#### [Page text]

━━━━━━

This opinion will be unpublished and
may not be cited except as provided by
Minn. Stat. § 480A.08, subd. 3 (2000).
STATE OF MINNESOTA
IN COURT OF APPEALS
In the Matter of the Welfare of:
R.L.M. and B.V.M.
Filed March 12, 2002
Ramsey County District Court
File No. J999551620
Dale C. Nathan, Nathan & Associates, 1230 Eagan Industrial Road, Suite 150, Eagan, MN 55121-1286 (for appellant)
Susan Gaertner, Ramsey County Attorney, Ann E. Ploetz, Assistant County Attorney, 50 West Kellogg Boulevard, Suite 560, St. Paul, MN 55102; and
Angela L. Potts, 46 East Fourth Street, Suite 506, St. Paul, MN 55101 (for respondent)
Karen Garvin, 101 East Fifth Street, Suite 1808, St. Paul, MN 55101 (for guardian ad litem)
Considered and decided by Willis, Presiding Judge, Shumaker, Judge, and Parker, Judge.*
U N P U B L I S H E D O P I N I O N
Appellant mother challenges the district court’s termination of her parental rights, arguing that (1) the county did not make reasonable efforts to rehabilitate her and to reunite her with her children; (2) the record does not support the district court’s finding that she would not be fit to parent her children within the reasonably foreseeable future; and (3) she substantially complied with her case plan. She also contends that the district court should have considered the results of a polygraph test. Because the district court’s findings are supported by substantial evidence and are not clearly erroneous, we affirm.

━━━━━━

Referring expression pointing data
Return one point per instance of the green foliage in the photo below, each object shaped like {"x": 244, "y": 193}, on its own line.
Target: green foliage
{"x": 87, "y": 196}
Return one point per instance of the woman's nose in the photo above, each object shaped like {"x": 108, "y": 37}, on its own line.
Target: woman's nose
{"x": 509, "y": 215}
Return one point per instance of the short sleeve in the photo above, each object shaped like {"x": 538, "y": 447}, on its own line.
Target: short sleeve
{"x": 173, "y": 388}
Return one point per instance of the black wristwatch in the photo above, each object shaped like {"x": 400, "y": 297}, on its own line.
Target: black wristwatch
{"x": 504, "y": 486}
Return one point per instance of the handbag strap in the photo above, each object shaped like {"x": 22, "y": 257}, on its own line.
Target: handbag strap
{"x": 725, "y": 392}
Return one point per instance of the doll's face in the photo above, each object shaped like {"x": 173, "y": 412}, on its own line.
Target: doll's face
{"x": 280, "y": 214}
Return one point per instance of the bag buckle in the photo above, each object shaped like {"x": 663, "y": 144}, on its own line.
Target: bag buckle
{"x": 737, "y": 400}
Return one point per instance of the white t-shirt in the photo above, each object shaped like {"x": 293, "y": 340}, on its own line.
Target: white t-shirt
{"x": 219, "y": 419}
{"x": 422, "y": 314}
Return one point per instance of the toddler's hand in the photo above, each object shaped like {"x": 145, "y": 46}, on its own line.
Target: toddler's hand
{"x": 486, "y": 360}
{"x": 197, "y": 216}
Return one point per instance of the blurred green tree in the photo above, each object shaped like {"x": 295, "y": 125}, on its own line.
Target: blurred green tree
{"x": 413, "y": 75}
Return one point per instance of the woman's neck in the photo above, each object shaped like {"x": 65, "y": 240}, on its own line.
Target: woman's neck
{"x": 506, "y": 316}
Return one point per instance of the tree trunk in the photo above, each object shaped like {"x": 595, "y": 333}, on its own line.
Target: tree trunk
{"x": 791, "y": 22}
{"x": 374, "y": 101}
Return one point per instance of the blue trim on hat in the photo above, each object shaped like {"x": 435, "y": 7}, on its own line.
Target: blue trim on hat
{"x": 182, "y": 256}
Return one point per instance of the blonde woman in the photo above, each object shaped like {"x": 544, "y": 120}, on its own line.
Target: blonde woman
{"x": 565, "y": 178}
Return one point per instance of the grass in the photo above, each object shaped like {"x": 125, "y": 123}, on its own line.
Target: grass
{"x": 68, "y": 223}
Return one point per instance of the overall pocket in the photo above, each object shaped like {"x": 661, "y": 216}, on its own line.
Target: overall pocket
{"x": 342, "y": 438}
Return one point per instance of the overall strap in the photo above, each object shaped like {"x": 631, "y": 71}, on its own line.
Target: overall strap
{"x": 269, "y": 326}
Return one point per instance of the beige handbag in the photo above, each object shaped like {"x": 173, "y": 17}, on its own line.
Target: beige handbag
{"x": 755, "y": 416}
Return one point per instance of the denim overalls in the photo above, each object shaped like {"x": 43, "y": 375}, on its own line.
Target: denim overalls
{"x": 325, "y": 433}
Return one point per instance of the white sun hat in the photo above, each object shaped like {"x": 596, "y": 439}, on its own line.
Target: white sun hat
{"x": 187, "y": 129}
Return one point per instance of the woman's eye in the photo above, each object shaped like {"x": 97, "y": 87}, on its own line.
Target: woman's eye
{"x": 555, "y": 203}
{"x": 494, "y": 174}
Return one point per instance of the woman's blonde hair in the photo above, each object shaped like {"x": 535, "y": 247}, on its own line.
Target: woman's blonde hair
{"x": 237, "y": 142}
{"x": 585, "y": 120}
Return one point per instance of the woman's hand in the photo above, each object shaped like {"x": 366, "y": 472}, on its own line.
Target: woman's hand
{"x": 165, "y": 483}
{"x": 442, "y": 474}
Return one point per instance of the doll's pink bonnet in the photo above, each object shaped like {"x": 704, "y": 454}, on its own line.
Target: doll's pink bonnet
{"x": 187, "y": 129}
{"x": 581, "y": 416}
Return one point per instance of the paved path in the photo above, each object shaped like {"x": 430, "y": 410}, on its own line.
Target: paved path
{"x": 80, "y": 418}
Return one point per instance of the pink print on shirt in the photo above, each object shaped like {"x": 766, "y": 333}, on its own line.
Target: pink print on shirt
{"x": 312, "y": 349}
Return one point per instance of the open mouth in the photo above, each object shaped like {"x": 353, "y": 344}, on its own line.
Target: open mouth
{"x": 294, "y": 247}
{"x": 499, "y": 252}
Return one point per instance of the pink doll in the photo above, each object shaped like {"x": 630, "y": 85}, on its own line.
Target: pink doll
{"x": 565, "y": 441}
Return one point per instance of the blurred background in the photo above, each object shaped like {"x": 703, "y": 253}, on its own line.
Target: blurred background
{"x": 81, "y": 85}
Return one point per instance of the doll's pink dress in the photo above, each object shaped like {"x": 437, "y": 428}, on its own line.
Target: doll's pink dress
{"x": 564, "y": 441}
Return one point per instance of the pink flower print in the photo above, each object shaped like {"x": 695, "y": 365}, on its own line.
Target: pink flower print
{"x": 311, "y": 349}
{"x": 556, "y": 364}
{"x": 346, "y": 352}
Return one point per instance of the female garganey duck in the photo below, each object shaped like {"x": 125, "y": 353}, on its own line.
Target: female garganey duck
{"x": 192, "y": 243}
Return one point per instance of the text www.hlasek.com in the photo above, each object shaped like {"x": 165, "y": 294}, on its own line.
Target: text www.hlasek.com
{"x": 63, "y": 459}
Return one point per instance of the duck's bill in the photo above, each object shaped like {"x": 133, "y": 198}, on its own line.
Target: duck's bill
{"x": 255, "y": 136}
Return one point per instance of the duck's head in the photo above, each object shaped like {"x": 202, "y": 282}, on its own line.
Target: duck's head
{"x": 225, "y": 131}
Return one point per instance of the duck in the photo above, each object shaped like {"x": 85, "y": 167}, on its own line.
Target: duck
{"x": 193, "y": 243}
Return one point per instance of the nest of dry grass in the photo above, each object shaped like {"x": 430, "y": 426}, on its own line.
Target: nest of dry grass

━━━━━━

#### [Your tasks]
1) Restate the paragraph of the court opinion beginning "Appellant mother challenges" as a short list, keeping its main facts.
2) According to the court opinion, which judge presided over the panel that considered and decided the case?
3) Proceed with the court opinion after its final sentence.
None of the material is needed for these tasks.

#### [Activity answers]
1)
- The appellant mother challenges the district court's termination of her parental rights.
- She argues that the county did not make reasonable efforts to rehabilitate her and reunite her with her children.
- She argues that the record does not support the finding that she would not be fit to parent within the reasonably foreseeable future.
- She argues that she substantially complied with her case plan.
- She contends that the district court should have considered her polygraph test results.
- The appeals court affirms because the district court's findings are supported by substantial evidence and are not clearly erroneous.

2) Willis was the presiding judge.

3)
Appellant P.A.G. is the mother of R.L.M., age nine, and B.V.M., age six. In April 1999, the Ramsey County Community Human Services Department (the county) filed a petition alleging that the children were in need of protection or services (CHIPS). The petition followed the county’s finding of educational neglect of R.L.M. in September 1998, the family’s homelessness in November 1998, the subsequent foster-home placement of the children, and child-protection workers’ concerns about appellant’s drug abuse and poor parenting skills.
Six days before the CHIPS petition was filed, appellant agreed to a case plan that required her to (1) submit to biweekly random urinalyses (UAs); (2) cooperate with all service providers; (3) find suitable housing and maintain a clean environment; (4) keep the county informed of her whereabouts at all times; (5) abide by foster-home rules; (6) attend family therapy; (7) complete a parenting assessment and a psychological evaluation and follow any recommendations that result; (8) participate in the Wilder parenting program; and (9) abstain from all illegal drugs.
In August 1999, the district court adjudicated R.L.M. and B.V.M. as CHIPS on the grounds that (1) the children lived in substandard housing and needed ongoing therapy and (2) appellant’s compliance with the case plan was “more miss than hit.” The district court found that appellant submitted to only one UA and that she did not cooperate with service providers, keep the county informed of her location, obtain a parenting assessment or a psychological evaluation, or find permanent housing.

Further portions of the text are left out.